**Objectives**
**A.** In the forum thread about unscented tea lights, condense the paragraph beginning "Candles should never be left unattended" into a short bulleted list that keeps its main facts.
**B.** Resume the forum thread about unscented tea lights from its last line by writing the post that goes under the final header.

# Unscented tea light candles yes or no?



## Laceychica (Aug 19, 2015)

It has started raining and is very windy, also a lot of thunder. I have some unscented tea lights (white) are these ok to light in case of a power outage? I do not want the budgies to have a night fright or be scared as they have a night light by the cage. 

My other option is I purchased some soy candles .. actually from a bird shop but I have not used them in my room as they are scented and I didn't want to chance anything.


----------



## FaeryBee (May 9, 2011)

*Lacey,

You'd be better off keeping a battery powered light on hand for use during power outages rather than relying on candles.

Candles should never be left unattended and you should never consider burning them when you are sleeping. 
The unscented tea lights may have the metal wicks covered by fabric which are not good to use around birds.
I would not advise using soy candles that are scented either. A battery powered luminaria candle would be acceptable.

Do you have a small flashlight you could leave on in place of a night-light until you get a chance to purchase an appropriate battery powered light or lantern for use during power outages in the future?*


----------



## Laceychica (Aug 19, 2015)

I sure do! I can just use a flashlight and point it at the bottom of their cage. Thanks!


----------



## jean20057 (May 31, 2013)

[Stored data entries]
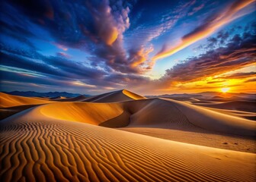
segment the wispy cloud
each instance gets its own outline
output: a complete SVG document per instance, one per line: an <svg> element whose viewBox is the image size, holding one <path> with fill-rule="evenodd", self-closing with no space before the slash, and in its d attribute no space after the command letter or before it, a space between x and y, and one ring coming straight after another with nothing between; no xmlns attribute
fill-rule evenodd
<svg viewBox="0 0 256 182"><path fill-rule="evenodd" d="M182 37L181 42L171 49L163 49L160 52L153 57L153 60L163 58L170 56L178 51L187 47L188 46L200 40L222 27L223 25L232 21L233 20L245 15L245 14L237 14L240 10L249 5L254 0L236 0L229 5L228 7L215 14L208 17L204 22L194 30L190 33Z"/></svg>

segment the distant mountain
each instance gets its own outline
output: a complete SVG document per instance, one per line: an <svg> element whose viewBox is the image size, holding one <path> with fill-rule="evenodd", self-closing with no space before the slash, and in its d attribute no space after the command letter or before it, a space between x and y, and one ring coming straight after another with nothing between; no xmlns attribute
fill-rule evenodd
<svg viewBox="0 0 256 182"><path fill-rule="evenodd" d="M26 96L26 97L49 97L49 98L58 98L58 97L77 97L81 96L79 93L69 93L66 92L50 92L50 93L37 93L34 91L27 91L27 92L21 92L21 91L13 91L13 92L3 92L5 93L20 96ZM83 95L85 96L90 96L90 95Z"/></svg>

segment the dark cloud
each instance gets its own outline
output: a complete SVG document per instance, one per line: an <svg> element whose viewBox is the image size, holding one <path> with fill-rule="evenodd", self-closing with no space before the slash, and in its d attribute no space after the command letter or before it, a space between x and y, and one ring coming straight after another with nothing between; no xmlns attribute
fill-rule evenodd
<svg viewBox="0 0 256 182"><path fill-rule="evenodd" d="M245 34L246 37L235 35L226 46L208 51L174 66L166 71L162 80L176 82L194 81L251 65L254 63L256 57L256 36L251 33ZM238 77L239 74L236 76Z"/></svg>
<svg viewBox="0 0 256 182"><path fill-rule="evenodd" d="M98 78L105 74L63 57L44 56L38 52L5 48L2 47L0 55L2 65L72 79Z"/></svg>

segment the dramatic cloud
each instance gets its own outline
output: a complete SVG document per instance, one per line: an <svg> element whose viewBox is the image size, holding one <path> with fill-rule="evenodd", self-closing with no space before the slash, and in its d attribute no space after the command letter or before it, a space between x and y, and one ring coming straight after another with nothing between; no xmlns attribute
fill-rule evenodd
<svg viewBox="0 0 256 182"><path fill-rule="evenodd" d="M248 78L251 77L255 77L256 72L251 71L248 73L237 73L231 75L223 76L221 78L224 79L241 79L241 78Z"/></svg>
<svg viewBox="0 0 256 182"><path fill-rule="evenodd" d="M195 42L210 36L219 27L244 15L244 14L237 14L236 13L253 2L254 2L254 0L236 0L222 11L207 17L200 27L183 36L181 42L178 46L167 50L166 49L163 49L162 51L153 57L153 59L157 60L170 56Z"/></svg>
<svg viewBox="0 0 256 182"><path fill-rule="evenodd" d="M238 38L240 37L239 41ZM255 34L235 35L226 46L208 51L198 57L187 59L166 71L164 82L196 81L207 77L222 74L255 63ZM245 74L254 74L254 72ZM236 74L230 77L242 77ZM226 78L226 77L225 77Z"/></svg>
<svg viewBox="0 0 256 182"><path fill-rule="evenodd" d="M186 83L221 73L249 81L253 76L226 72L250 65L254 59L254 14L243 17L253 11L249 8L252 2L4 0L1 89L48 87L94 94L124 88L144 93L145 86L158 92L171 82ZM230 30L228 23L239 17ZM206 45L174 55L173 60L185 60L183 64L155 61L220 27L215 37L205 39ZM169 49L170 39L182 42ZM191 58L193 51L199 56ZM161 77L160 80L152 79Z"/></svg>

---

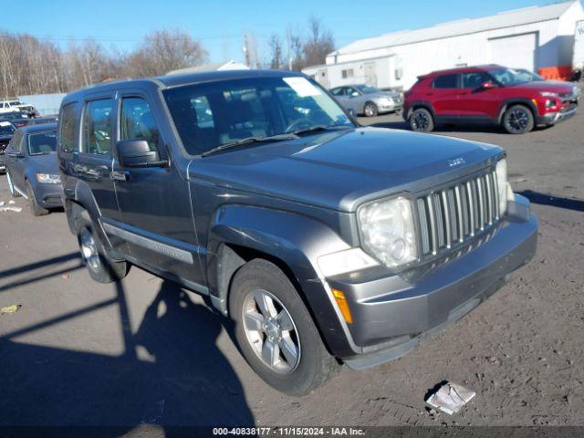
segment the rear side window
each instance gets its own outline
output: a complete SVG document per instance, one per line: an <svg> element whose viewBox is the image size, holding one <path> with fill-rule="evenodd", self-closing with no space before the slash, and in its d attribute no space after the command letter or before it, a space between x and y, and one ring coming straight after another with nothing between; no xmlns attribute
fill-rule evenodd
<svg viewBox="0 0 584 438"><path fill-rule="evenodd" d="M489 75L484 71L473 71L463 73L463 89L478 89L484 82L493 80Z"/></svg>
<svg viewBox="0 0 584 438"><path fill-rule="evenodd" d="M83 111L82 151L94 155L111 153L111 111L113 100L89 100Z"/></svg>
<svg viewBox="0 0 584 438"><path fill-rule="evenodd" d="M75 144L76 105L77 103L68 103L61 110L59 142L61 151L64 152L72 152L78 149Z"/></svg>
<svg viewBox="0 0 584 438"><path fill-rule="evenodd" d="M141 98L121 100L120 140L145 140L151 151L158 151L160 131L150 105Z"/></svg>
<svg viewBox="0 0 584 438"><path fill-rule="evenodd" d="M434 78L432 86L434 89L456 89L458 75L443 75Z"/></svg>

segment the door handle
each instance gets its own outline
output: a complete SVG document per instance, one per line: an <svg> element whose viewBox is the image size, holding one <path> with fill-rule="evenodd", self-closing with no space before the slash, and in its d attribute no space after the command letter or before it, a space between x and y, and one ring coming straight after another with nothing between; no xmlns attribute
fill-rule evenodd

**Responses to the exercise**
**A.**
- Never leave candles unattended or burn them while sleeping.
- Unscented tea lights may have metal wicks covered by fabric, which are not good to use around birds.
- Scented soy candles are not advised either.
- A battery-powered luminaria candle would be acceptable.

**B.**
*Lacey, they also have these everywhere:

Bed Bath and Beyond:
http://www.bedbathandbeyond.com/store/product/extra-bright-9-led-tap-light/1018131684

Walmart:
Fulcrum Light-It Stick-On Light, 3-Pack - Walmart.com

GE 55219 Mini Touch Light - Walmart.com

Home Depot:
Sylvania Dot-It LED Battery-Operated Stick-On Tap Light - Silver-36010 - The Home Depot

GE White Battery Operated Closet Tap Light-54807 - The Home Depot

There's more options online, but in a pinch, these would work well. Even for future storms. Hope this helps!!!*


----------



## Laceychica (Aug 19, 2015)

jean20057 said:


> *Lacey, they also have these everywhere:
> 
> Bed Bath and Beyond:
> Extra Bright 9-LED Tap Light - BedBathandBeyond.com
> ...


oh my! I have tap lights! I never even thought about those!


----------



## jean20057 (May 31, 2013)

*Glad I could help spark your memory!!!*


----------



## shanebudgie (Feb 5, 2016)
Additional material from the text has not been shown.